[Start of Attachment]

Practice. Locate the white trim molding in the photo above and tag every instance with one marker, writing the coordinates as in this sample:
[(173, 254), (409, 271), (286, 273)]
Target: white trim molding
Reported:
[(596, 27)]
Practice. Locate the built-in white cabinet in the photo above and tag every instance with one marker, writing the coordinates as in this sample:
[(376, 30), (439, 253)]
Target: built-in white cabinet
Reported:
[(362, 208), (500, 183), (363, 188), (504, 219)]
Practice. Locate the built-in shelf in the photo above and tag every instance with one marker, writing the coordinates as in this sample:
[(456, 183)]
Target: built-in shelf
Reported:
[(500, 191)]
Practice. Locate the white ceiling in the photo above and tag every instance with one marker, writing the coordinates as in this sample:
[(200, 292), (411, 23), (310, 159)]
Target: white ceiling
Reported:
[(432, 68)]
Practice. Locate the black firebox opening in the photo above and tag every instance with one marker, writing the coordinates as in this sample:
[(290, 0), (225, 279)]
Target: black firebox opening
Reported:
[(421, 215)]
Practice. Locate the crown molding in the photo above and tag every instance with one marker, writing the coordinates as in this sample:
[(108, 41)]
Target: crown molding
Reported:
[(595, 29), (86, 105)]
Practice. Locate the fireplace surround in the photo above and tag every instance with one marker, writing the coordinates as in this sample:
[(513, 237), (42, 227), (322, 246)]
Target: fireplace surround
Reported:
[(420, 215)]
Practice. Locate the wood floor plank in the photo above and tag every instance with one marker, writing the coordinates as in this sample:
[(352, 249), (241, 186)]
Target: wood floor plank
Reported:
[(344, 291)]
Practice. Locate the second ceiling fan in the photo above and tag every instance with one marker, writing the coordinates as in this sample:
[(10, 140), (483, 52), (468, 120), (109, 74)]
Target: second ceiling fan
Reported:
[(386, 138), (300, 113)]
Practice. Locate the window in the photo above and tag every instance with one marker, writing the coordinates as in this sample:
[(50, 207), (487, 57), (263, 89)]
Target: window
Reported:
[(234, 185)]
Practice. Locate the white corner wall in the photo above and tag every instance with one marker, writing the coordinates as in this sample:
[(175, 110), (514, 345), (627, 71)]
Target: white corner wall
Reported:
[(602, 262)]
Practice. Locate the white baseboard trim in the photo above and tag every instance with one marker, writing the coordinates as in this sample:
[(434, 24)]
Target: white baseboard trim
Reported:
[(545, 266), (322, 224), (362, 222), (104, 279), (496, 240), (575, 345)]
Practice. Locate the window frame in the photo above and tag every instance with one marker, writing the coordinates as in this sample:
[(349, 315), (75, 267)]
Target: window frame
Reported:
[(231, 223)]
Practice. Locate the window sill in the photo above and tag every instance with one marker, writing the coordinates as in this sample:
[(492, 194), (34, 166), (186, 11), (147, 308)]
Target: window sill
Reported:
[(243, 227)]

[End of Attachment]

§ Task description: Output the whole listing above again, word for word.

§ Answer space:
Practice. Locate the white trim molding in the photo above and tag every instance with one marker, writing the coordinates as in this sample:
[(173, 254), (409, 271), (286, 273)]
Target: white trim molding
Reported:
[(596, 27)]
Practice. Locate the built-in white cabinet in the photo above and tag every instance with one marker, writing the coordinates as in this sample:
[(376, 30), (439, 253)]
Target: built-in white cabinet
Reported:
[(362, 208), (500, 183), (363, 188), (504, 219)]
Practice. Locate the built-in shelf in the photo above and tag every instance with one marker, writing the coordinates as in this sample:
[(456, 183)]
Target: built-in shelf
Reported:
[(500, 191)]
Practice. Locate the white ceiling in the photo above and tag every instance with one marker, writing the coordinates as in this sample:
[(200, 292), (411, 23), (310, 159)]
Target: white ceiling
Reported:
[(432, 68)]
Practice. Locate the black firebox opening in the photo above and tag every instance with one marker, writing the coordinates as in this sample:
[(290, 0), (225, 279)]
Target: black firebox opening
Reported:
[(421, 215)]
Practice. Locate the crown molding in the photo above and tag every instance with one marker, writing the coordinates as in this sample:
[(108, 41)]
Target: crown molding
Reported:
[(595, 29), (86, 105)]
Practice. Locate the fireplace surround in the photo above and tag every instance with one marker, writing the coordinates as in this sample:
[(513, 237), (42, 227), (322, 246)]
Target: fireplace surround
Reported:
[(420, 215)]
Practice. Locate the wood floor plank in the photo above and tag every instance with one marker, writing the coordinates as in this sample:
[(352, 249), (241, 186)]
Target: wood floor plank
Reported:
[(344, 291)]
Practice. Locate the second ceiling fan in the photo above and tag every instance with one marker, writing the coordinates as in this sample:
[(10, 140), (483, 52), (468, 120), (109, 74)]
Target: second ceiling fan
Reported:
[(386, 138), (300, 113)]
Practice. Locate the window in the photo above and tag every instance with one marker, writing the coordinates as in this sample:
[(50, 207), (487, 57), (263, 89)]
Target: window
Reported:
[(234, 185)]
Practice. Locate the white corner wall in the photo above and tag every instance with one marker, writing the coordinates as in this sample:
[(175, 110), (514, 345), (627, 71)]
Target: white corner wall
Reported:
[(602, 262)]
Practice. Locate the white baseboard trim in the photo above and tag every instance with one marker, writing the coordinates as in this sample:
[(434, 24)]
Target: white baseboard trim
Reported:
[(545, 266), (322, 224), (362, 222), (104, 279), (496, 240), (575, 345)]
Practice. Locate the window frame in the photo above and tag every instance with one marker, writing the coordinates as in this sample:
[(349, 315), (75, 267)]
Target: window frame
Reported:
[(231, 223)]
Practice. Locate the window sill in the photo above and tag every instance with one marker, writing the coordinates as in this sample:
[(492, 194), (34, 166), (186, 11), (147, 308)]
Target: window sill
Reported:
[(243, 227)]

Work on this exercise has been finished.